Input for this task:
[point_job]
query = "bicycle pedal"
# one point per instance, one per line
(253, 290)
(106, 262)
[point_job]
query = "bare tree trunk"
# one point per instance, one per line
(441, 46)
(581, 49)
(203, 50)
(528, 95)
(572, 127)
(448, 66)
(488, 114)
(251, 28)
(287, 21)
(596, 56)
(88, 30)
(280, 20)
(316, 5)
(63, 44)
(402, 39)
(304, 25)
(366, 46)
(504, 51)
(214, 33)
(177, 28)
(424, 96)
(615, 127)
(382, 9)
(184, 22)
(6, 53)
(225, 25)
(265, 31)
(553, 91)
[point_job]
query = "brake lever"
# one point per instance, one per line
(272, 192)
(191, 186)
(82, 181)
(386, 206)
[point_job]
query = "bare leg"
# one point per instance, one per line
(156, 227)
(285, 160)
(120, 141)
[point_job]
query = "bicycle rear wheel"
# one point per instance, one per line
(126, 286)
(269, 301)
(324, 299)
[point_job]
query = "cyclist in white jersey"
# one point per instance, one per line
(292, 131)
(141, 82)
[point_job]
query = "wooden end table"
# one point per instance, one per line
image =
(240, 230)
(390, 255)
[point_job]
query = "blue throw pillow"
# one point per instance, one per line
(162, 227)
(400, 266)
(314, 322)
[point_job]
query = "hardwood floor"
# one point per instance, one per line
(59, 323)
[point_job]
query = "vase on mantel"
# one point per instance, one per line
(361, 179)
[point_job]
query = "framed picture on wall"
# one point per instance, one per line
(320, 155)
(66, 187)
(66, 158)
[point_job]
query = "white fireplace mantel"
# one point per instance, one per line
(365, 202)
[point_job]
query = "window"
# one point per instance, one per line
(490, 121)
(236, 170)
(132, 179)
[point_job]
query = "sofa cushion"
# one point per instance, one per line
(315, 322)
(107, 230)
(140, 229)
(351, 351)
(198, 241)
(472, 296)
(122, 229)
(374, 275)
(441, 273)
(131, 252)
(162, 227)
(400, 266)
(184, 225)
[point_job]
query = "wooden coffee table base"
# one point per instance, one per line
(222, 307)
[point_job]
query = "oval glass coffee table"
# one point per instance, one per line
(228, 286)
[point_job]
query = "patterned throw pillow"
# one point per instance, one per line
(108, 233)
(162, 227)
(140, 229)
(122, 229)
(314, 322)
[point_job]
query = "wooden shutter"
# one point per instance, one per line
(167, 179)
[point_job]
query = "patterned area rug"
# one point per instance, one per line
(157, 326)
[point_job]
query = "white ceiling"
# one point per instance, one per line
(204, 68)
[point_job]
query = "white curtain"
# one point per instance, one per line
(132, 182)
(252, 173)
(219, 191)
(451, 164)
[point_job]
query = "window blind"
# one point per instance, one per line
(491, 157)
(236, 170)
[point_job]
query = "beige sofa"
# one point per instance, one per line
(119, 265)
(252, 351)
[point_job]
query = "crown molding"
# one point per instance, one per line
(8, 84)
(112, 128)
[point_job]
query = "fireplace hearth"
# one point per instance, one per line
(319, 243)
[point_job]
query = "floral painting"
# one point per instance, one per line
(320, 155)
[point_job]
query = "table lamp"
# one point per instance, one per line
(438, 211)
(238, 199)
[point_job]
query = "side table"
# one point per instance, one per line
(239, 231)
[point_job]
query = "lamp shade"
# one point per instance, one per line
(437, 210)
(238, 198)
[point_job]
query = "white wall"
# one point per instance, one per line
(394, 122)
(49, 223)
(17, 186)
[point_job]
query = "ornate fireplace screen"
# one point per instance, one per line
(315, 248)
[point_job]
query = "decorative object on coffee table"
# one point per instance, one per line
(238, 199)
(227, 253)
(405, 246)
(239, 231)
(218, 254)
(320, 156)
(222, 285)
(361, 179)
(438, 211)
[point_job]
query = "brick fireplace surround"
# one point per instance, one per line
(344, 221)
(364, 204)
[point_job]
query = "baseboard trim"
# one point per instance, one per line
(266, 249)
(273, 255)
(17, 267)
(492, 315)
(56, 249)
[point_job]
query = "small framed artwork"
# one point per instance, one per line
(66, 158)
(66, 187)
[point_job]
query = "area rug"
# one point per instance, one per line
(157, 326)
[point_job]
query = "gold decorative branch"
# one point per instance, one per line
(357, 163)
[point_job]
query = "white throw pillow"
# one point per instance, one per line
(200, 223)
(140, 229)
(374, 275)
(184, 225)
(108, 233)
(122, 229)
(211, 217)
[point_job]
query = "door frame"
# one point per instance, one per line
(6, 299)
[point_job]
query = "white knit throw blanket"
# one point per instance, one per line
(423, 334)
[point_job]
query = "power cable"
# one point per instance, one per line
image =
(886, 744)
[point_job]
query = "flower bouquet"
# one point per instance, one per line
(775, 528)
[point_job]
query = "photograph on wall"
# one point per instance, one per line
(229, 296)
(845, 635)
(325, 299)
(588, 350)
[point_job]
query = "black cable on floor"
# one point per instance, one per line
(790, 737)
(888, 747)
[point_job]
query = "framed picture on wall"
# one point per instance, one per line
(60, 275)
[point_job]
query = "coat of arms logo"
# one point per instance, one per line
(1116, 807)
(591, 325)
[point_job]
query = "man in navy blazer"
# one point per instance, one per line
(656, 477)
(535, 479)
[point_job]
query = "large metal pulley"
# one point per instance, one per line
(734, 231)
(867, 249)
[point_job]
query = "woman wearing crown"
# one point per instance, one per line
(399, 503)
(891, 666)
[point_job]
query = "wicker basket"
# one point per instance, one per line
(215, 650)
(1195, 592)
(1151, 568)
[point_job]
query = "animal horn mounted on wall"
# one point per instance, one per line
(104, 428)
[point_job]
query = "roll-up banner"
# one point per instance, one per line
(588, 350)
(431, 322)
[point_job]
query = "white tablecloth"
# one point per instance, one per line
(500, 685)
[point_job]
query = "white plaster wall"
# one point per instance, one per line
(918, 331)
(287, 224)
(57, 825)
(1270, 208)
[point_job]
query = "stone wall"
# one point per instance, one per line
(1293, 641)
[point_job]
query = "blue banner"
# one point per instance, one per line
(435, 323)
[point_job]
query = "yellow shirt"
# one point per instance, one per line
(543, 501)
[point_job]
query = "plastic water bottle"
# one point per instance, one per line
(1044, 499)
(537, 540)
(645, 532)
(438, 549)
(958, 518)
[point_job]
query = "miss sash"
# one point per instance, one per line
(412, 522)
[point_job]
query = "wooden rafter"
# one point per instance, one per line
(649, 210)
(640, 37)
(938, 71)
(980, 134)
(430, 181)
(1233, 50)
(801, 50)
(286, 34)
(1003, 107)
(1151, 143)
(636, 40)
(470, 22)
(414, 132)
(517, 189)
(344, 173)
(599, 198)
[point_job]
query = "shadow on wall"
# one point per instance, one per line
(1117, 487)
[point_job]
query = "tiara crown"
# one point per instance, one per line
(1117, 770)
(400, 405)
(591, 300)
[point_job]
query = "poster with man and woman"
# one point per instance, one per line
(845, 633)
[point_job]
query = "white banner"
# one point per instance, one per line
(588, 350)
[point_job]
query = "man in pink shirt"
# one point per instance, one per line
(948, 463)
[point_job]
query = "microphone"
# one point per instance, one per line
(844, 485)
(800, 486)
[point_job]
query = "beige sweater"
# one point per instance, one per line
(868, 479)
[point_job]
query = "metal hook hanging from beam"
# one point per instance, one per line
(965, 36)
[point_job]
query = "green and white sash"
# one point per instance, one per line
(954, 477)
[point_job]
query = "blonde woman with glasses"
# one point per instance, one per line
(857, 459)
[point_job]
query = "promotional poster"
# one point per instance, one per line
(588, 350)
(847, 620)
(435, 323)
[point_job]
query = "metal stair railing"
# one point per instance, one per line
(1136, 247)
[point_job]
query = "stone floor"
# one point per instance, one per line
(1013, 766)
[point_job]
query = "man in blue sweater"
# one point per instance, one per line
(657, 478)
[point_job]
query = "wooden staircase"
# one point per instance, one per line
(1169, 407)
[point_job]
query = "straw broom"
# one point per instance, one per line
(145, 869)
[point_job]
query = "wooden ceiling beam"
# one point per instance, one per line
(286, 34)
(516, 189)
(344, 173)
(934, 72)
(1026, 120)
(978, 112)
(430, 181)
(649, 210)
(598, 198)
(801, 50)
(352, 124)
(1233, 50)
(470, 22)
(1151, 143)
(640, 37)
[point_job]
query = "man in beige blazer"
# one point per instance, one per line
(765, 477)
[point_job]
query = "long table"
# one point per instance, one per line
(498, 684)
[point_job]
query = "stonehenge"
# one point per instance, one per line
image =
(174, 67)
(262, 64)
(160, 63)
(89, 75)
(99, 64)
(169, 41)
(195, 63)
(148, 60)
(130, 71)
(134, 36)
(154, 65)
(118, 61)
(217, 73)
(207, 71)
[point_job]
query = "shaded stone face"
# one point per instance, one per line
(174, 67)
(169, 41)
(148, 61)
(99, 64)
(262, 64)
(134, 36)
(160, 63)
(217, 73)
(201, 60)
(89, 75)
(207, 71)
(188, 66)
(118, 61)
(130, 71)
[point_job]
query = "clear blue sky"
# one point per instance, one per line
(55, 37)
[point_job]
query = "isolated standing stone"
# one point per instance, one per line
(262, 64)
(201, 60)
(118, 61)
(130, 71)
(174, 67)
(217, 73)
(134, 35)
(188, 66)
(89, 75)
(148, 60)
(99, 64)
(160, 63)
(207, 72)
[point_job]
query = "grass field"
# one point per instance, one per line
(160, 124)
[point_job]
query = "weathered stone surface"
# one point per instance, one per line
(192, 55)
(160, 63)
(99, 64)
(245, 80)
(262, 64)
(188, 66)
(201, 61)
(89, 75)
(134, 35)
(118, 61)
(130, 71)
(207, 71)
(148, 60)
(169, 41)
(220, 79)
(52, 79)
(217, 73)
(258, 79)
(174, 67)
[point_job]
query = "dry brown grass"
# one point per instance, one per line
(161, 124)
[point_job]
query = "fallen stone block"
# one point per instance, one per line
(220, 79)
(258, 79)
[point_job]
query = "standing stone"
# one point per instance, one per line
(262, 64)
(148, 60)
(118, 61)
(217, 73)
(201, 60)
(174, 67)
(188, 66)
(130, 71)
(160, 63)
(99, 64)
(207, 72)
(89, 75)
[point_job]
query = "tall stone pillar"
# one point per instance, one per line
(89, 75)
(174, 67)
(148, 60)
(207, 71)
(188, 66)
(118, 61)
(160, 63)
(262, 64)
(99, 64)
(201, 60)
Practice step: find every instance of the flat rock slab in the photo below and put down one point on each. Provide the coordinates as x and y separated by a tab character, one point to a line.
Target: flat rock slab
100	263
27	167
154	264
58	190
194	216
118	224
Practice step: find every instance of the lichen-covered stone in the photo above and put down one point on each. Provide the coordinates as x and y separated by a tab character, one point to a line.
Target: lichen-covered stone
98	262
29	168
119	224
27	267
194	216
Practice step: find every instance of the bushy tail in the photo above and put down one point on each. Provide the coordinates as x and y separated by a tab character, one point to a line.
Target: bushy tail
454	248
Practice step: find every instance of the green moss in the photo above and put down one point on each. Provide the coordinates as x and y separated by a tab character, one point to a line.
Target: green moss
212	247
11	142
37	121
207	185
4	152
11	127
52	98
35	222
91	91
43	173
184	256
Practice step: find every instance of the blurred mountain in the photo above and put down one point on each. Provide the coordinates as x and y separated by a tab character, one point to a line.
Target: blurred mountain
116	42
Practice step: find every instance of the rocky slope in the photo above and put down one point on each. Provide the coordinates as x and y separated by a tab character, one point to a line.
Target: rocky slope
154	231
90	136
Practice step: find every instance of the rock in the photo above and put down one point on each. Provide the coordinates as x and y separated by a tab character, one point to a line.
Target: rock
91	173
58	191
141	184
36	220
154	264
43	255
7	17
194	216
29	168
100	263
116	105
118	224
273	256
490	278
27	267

Task goal: At the line with "Target: blurred mountain", begin reproducing the material above exactly, and continue through its last line.

Written answer:
Target: blurred mountain
116	42
Practice step: find every instance of the rocky slope in the photo above and put down one point on each. Provide the coordinates as x and y separated by a tab character, one point to a line.
Target: rocky slope
154	231
90	136
Practice step: find every instance of the rock in the photo above and put down one point on each. Provide the coordinates as x and y separated by a tab character, one point to a line.
Target: rock
91	173
58	191
141	184
36	220
154	264
43	255
7	17
194	216
29	168
100	263
116	105
118	224
273	256
490	278
27	267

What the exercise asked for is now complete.